----- Document passage

In recent years, Suno's moved further and further away from its Nigerian, Dutch-wax, prints-explosion roots and is now more known for a mastery of clever layering, playful proportions, and a juxtaposition of high-end and homespun that feels global rather than location-specific (even if its inspiration for this particular season was a super-localized Bucharest Roma camp). Fashion nerds should appreciate the backstory
as much as the clothing itself.
Suno has experimented with cake-like tiers in seasons past, but this year showed a fully fluffed parade that feels exciting in a it-could-really-catch-on-in-real-life way. Imagine having an arsenal of oversized crop tops, trapeze shirts, miniskirts, and trousers that you mixed and matched each day — it's an infinitely transmutable, interchangeable, and easily achievable styling trick that we could totally get down with.
Grayish, earthy browns are emerging as a pervasive fall '14 trend, and Suno employed them liberally throughout the collection on billowing trousers, zip-up cardigans, and hoodies that were all awkwardly, pleasantly oversized. The more Robin Hood-feeling pieces (hoods and laced-up dresses) evoked Ren faire more than real world, but the geometric-woven embroidery and modern-day brocades really worked — and recalled Suno's folk roots with a twist. Even without tons of prints clashing (save for a polka-dot and strips-of-stripes melange that we loved, Suno has managed to maintain its DNA in a smart way.

----------
----- Provided records

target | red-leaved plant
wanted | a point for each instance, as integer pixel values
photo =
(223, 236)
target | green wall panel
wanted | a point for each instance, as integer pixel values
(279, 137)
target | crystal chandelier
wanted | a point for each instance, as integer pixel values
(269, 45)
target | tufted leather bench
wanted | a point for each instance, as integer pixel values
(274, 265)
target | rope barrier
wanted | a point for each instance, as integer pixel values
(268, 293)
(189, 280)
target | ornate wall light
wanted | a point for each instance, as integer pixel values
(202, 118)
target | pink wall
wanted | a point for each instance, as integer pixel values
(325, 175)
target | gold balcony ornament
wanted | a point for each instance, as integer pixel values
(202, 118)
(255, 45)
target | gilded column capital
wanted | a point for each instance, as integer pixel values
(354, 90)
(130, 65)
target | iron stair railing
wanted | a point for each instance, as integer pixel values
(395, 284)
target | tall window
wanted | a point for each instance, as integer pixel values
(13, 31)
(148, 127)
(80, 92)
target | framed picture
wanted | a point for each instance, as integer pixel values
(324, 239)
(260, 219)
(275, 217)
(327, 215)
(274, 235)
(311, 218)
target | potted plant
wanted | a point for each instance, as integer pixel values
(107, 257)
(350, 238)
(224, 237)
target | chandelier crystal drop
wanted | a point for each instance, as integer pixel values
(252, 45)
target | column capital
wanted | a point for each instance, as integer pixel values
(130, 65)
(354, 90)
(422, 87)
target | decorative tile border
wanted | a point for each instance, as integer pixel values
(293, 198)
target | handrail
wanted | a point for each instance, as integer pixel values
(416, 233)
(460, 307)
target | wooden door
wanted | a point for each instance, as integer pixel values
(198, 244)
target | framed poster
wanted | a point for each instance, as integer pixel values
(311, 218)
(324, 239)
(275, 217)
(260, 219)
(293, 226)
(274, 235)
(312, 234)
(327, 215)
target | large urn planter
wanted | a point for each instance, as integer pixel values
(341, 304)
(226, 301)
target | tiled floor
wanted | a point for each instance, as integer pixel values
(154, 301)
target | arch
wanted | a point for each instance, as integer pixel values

----------

# Activity A
Duplicate the stretch of the Suno collection review from "Suno has experimented" through "get down with.".
# Activity B
According to the Suno collection review, what inspired Suno's collection this season?
These entries have no connection to the Suno collection review.

# Result A
Suno has experimented with cake-like tiers in seasons past, but this year showed a fully fluffed parade that feels exciting in a it-could-really-catch-on-in-real-life way. Imagine having an arsenal of oversized crop tops, trapeze shirts, miniskirts, and trousers that you mixed and matched each day — it's an infinitely transmutable, interchangeable, and easily achievable styling trick that we could totally get down with.

# Result B
A super-localized Bucharest Roma camp.